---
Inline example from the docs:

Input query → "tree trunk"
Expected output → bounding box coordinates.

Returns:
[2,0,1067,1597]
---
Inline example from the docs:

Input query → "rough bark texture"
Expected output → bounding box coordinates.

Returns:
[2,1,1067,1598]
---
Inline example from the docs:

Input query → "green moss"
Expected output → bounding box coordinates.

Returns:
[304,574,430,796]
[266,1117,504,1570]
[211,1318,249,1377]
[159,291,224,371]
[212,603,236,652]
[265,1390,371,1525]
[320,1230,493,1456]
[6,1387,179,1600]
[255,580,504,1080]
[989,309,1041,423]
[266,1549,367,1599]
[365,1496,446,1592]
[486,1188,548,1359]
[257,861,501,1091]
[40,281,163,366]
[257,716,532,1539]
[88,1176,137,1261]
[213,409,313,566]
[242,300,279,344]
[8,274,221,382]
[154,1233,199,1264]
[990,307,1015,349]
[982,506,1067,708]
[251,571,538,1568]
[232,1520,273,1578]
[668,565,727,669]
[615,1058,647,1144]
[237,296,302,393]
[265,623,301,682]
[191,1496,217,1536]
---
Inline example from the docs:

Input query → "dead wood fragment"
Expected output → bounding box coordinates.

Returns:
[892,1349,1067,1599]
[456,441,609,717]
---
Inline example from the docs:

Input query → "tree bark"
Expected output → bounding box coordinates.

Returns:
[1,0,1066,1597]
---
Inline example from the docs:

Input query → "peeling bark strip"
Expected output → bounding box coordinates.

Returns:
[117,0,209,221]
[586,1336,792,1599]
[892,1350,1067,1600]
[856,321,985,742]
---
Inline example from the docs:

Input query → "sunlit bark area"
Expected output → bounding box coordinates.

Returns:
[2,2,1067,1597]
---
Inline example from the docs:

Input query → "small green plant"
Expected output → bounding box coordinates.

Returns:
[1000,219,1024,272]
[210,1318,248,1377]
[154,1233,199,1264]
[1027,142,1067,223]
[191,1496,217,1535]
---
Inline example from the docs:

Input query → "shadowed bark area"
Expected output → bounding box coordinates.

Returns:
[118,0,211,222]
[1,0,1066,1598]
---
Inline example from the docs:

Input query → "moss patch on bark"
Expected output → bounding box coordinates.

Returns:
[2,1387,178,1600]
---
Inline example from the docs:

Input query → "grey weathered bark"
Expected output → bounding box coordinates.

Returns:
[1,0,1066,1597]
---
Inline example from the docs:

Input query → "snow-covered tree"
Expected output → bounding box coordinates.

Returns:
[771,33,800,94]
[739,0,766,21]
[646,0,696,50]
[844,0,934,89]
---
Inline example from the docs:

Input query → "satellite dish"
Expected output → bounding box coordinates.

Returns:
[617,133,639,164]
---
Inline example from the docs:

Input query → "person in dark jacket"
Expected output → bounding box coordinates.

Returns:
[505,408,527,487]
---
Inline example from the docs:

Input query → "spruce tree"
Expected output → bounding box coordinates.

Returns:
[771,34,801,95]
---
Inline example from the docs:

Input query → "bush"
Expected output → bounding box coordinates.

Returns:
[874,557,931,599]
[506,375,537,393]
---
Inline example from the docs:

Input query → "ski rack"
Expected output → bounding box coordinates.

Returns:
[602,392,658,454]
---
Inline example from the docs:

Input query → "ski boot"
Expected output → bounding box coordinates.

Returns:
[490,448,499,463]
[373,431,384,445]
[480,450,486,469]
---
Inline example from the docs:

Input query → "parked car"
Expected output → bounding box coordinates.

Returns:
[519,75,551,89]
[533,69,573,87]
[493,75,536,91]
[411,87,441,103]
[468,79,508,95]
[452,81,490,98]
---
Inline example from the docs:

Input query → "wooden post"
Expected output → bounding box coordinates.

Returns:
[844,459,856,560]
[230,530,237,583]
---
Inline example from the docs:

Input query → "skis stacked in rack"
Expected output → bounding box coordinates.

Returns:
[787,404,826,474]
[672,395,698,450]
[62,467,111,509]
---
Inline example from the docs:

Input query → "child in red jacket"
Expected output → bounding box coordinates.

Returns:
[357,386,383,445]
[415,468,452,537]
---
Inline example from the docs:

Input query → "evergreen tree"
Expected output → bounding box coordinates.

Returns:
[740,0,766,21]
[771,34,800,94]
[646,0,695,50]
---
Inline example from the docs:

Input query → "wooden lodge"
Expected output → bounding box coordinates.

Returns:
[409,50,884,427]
☆ ☆ ☆ ☆ ☆ ☆ ☆
All of the material should be duplicated exactly.

Expected output:
---
Inline example from the docs:

Input query → "tree trunk"
Expected output → bounding box coordinates.

Returns:
[2,0,1067,1597]
---
Inline example from the docs:

Input query → "rough bark texture"
Expected output → bounding box coordinates.

Returns:
[2,1,1067,1598]
---
Inline example from the docs:

Input query → "green moss"
Expected output → bounding box coordinates.

Returns:
[304,574,430,796]
[266,1117,504,1570]
[211,1318,249,1377]
[159,291,224,371]
[212,603,236,652]
[265,1390,371,1525]
[320,1230,493,1456]
[6,1387,179,1600]
[255,580,504,1080]
[989,309,1041,423]
[266,1549,367,1599]
[365,1496,446,1592]
[486,1188,548,1359]
[257,861,501,1091]
[40,281,163,366]
[257,716,532,1539]
[88,1176,137,1261]
[213,409,313,566]
[242,300,279,344]
[8,274,221,382]
[154,1233,199,1264]
[990,307,1015,349]
[982,506,1067,708]
[251,571,538,1568]
[232,1520,273,1578]
[668,565,727,669]
[615,1058,647,1144]
[237,296,302,393]
[265,623,301,682]
[191,1496,217,1536]
---
Inline example from the docs:

Input query → "dead wood fragment"
Expected output → bounding box coordinates.

Returns:
[892,1349,1067,1599]
[456,441,609,717]
---
Inline example from the docs:

Input query → "tree bark"
Expected output → bounding box coordinates.

Returns:
[1,0,1066,1597]
---
Inline example from the docs:

Input query → "peeling bark strip"
Expected output → bounding box coordinates.

Returns:
[117,0,209,221]
[586,1336,792,1599]
[892,1350,1067,1600]
[856,321,985,742]
---
Inline example from the docs:

Input query → "sunlit bark area"
Expected output → bounding box coordinates.

Returns:
[2,2,1067,1597]
---
Inline example from the docs:

Input query → "small green plant"
Expected output → bounding box coordinates.

Returns:
[1000,219,1024,272]
[210,1318,248,1377]
[154,1233,199,1264]
[1027,142,1067,223]
[191,1496,217,1535]
---
Inline example from the docs:

Input query → "shadowed bark area"
Expected output → bounding box coordinates.

Returns:
[118,0,211,222]
[1,0,1066,1598]
---
Inline example from the docs:

Input query → "moss patch on bark"
Expected output → bounding box coordinates.

Returns:
[2,1387,178,1600]
---
Inline example from the docs:

Input query → "grey weathered bark"
Expected output → bounding box coordinates.

Returns:
[1,0,1066,1597]
---
Inline example from the docs:

Input query → "snow-covered tree"
Expected output → bounding box coordinates.

Returns:
[771,33,800,94]
[739,0,766,21]
[646,0,696,50]
[844,0,934,89]
---
Inline example from the docs:

Input query → "satellite dish"
Expected output → bounding box coordinates.

Returns:
[617,133,639,164]
---
Inline example from the docs:

Input query → "person in dark jacket"
Expected output → bounding box coordinates.

Returns:
[505,408,527,487]
---
Inline example from the docs:

Input query → "spruce tree"
Expected output → bounding box coordinates.

Returns:
[771,34,801,95]
---
Inline example from the docs:

Input query → "bush"
Expected output → bounding box coordinates.

Returns:
[874,557,931,599]
[506,375,537,393]
---
Inline example from the docs:

Input query → "ski rack"
Expected output → bounding box coordinates.

Returns:
[602,392,658,454]
---
Inline example from the docs:

Input query → "ski boot"
Expected output → bounding box coordinates.

Returns:
[490,448,499,463]
[373,431,384,445]
[480,450,486,469]
---
Inline example from the docs:

Input query → "parked car"
Expected output → bounding box coordinates.

Returns:
[519,75,551,89]
[533,69,573,87]
[493,75,536,91]
[411,87,441,103]
[468,79,508,95]
[452,81,490,98]
---
Inline example from the docs:

Input query → "wooden post"
Expected output → bounding box coordinates.

Returns:
[844,459,856,560]
[230,530,237,583]
---
Inline example from the docs:

Input query → "skis stacked in rack"
Expected output → bounding box coordinates.

Returns:
[787,404,826,474]
[672,395,698,450]
[62,467,111,509]
---
Inline example from the docs:

Input query → "child in red jacket"
Expected output → bounding box coordinates.

Returns:
[357,386,383,445]
[415,468,452,537]
---
Inline example from the docs:

Input query → "evergreen tree"
Expected output → bounding box coordinates.

Returns:
[740,0,766,21]
[771,34,800,94]
[646,0,695,50]
---
Inline example from the docs:

Input query → "wooden lodge"
Expected output → bounding box coordinates.

Returns:
[409,50,884,427]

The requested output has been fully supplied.